[Dataset entries]
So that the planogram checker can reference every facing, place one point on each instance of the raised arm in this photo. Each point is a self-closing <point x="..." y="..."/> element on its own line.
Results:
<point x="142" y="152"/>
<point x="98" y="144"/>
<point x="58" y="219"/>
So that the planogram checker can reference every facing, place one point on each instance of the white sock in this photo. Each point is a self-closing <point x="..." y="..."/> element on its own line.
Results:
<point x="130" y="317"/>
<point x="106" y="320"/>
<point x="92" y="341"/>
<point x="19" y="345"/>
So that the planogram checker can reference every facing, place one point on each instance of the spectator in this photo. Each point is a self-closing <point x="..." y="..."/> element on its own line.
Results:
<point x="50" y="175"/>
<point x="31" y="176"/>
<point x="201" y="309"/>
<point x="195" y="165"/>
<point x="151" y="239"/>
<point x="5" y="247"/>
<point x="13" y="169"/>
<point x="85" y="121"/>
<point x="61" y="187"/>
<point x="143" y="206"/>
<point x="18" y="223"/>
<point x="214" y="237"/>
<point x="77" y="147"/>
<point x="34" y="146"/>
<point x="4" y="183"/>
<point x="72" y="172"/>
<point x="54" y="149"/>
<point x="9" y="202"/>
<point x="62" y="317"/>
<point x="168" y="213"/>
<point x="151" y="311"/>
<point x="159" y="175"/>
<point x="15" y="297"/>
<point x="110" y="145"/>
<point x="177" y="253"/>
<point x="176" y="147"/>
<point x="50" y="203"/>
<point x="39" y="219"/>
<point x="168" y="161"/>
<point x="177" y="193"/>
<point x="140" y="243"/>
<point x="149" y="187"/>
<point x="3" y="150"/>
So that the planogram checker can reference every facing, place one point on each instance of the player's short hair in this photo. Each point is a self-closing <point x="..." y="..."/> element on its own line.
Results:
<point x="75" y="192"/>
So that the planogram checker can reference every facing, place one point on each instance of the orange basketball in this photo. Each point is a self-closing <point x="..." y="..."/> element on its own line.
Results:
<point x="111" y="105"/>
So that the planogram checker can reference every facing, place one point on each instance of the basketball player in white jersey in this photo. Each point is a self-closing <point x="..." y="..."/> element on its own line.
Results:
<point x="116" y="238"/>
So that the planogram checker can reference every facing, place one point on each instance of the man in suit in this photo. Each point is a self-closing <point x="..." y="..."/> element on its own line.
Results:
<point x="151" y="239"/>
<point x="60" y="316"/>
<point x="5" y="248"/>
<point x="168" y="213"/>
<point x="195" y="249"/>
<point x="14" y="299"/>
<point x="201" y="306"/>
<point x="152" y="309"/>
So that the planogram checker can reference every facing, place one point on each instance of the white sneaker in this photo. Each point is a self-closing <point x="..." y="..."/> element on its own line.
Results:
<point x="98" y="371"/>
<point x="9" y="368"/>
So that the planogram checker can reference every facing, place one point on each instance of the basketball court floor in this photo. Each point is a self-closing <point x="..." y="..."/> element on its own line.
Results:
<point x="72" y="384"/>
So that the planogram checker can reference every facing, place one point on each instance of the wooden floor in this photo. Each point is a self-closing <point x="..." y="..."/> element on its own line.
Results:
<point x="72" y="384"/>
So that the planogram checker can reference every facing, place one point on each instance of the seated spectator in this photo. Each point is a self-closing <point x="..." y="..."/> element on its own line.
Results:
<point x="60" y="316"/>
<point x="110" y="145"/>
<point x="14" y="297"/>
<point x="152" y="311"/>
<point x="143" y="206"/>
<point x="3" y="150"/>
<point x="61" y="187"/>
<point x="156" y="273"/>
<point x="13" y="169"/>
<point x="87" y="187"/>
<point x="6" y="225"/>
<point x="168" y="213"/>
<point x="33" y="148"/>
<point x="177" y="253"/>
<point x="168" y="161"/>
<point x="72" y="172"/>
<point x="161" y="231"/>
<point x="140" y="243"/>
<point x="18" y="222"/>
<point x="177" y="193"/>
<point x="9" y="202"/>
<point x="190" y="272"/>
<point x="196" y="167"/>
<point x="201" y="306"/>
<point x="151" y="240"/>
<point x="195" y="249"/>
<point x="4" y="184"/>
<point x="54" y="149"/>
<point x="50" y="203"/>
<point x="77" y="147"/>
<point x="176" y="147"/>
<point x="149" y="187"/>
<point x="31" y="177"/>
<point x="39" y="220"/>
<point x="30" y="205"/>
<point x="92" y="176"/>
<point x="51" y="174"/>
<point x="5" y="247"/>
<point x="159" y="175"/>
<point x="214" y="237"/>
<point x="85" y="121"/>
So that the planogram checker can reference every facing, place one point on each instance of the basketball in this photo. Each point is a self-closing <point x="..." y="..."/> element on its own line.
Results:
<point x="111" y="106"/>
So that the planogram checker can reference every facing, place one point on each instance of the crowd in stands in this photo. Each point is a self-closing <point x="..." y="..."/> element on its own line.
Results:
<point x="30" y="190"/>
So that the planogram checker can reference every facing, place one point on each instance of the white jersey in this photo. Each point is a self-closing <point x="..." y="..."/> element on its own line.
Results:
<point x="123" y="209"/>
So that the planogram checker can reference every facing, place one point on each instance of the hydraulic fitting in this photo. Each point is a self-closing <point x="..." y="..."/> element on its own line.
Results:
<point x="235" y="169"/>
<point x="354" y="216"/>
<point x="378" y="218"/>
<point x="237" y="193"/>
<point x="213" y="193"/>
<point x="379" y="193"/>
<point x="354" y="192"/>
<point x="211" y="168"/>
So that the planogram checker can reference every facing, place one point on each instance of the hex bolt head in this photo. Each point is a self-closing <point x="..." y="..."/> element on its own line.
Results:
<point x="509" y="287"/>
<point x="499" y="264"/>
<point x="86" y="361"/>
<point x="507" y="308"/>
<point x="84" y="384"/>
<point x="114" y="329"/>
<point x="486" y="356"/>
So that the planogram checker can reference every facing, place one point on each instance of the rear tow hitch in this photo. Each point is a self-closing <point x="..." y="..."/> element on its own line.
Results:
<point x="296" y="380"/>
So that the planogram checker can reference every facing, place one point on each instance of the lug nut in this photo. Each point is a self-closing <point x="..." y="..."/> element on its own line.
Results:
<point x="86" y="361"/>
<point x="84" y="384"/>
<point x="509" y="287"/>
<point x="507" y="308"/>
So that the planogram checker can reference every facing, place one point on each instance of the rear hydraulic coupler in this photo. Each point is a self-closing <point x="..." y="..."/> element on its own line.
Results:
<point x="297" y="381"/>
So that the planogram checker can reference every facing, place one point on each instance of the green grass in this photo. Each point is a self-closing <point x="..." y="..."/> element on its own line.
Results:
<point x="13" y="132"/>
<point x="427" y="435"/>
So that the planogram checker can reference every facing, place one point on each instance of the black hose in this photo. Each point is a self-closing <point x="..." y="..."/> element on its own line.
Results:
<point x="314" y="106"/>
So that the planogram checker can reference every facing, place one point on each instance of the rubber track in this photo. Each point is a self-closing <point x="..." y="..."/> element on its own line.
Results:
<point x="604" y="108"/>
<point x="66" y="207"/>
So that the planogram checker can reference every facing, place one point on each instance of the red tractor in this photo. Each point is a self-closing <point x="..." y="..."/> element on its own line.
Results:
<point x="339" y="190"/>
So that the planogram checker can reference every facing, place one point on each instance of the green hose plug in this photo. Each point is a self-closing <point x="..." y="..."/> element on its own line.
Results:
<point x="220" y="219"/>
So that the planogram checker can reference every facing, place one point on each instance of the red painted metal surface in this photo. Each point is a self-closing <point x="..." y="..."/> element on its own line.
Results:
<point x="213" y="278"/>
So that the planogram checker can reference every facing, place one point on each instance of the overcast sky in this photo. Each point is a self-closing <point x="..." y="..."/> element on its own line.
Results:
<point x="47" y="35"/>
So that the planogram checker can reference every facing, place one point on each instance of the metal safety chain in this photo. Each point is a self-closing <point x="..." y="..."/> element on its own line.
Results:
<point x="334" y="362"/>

◆ WHAT YOU ARE ASKED TO DO
Copy each line of the preceding data that contains the string "metal".

◆ RESPONSE TO THIS TASK
So that the planogram checker can reference every facing, place one point on each instance of the red painted metal surface in this photo. Each point is a self-closing <point x="..." y="..."/> element on its own line.
So that the planogram checker can reference every facing, place one point on each instance of the metal safety chain in this photo. Each point is a self-closing <point x="..." y="..."/> element on its own line.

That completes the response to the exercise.